→ Data to process:
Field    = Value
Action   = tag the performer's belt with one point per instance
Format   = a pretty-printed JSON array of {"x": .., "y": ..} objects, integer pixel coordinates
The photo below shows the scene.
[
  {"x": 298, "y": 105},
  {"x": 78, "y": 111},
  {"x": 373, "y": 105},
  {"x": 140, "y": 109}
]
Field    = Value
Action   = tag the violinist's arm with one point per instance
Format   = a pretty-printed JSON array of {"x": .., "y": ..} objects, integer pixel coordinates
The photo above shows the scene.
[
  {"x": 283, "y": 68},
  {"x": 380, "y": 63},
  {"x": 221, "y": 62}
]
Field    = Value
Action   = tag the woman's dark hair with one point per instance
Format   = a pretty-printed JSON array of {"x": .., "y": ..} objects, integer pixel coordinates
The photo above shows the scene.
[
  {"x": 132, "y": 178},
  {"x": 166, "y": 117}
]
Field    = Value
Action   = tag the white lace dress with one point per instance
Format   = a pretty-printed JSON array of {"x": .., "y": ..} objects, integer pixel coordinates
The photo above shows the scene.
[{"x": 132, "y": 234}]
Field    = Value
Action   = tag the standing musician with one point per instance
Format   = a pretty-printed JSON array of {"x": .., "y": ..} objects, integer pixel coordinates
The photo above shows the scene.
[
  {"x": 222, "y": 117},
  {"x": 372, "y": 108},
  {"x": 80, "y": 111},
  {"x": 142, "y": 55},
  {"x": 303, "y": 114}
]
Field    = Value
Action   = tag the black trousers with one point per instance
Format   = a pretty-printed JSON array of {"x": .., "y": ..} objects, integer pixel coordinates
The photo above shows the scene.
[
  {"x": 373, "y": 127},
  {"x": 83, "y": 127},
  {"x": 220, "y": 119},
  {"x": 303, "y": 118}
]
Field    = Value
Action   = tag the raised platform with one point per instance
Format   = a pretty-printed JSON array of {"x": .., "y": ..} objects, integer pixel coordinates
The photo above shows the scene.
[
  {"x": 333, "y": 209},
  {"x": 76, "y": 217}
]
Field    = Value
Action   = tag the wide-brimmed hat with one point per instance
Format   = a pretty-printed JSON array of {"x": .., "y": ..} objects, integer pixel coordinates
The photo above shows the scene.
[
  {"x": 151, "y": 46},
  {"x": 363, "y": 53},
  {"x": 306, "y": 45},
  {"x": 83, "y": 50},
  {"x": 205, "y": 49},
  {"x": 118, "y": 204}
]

→ Set problem: Return every entry verbatim.

→ The output:
Field    = Value
Action   = tag the performer's belt with one point per instance
Format   = a pretty-printed JSON array of {"x": .., "y": ..} objects, integer pixel coordinates
The photo below shows the scene.
[
  {"x": 298, "y": 105},
  {"x": 78, "y": 111},
  {"x": 373, "y": 105},
  {"x": 140, "y": 109}
]
Field    = Value
Action   = tag the violinist's arm with one point per instance
Format   = a pretty-printed JSON array of {"x": .., "y": ..} objects, integer pixel coordinates
The photo above shows the scene.
[
  {"x": 283, "y": 68},
  {"x": 380, "y": 63},
  {"x": 221, "y": 62}
]
Field    = Value
Action   = tag the woman's dark hair with one point per instance
Format   = a pretty-printed JSON array of {"x": .., "y": ..} objects, integer pixel coordinates
The photo above shows the scene.
[
  {"x": 132, "y": 178},
  {"x": 166, "y": 117}
]
Field    = Value
Action   = tag the white lace dress with one point per instance
Format   = a pretty-printed JSON array of {"x": .., "y": ..} objects, integer pixel coordinates
The photo above shows the scene.
[{"x": 132, "y": 234}]
Field    = Value
Action   = tag the standing musician with one point per instance
Format   = a pretty-printed JSON array of {"x": .., "y": ..} objects, integer pixel coordinates
The photo above shows the scene.
[
  {"x": 222, "y": 117},
  {"x": 372, "y": 108},
  {"x": 80, "y": 111},
  {"x": 142, "y": 55},
  {"x": 303, "y": 114}
]
Field    = Value
Action   = tag the black trousers with one point per instance
Format   = a pretty-printed JSON array of {"x": .., "y": ..} objects, integer pixel coordinates
The photo above shows the scene.
[
  {"x": 373, "y": 127},
  {"x": 83, "y": 127},
  {"x": 220, "y": 119},
  {"x": 303, "y": 118}
]
Field    = Value
Action   = tag the raised platform with one point per instance
Format   = a pretty-printed JSON array of {"x": .., "y": ..} objects, integer pixel coordinates
The photo above shows the scene.
[
  {"x": 333, "y": 209},
  {"x": 76, "y": 217}
]
Field    = Value
Action   = tag the wide-brimmed hat with one point per instance
Format   = a pretty-printed JSON array of {"x": .., "y": ..} objects, integer pixel coordinates
The photo above shows the scene.
[
  {"x": 151, "y": 46},
  {"x": 363, "y": 53},
  {"x": 306, "y": 45},
  {"x": 83, "y": 50},
  {"x": 205, "y": 49},
  {"x": 118, "y": 204}
]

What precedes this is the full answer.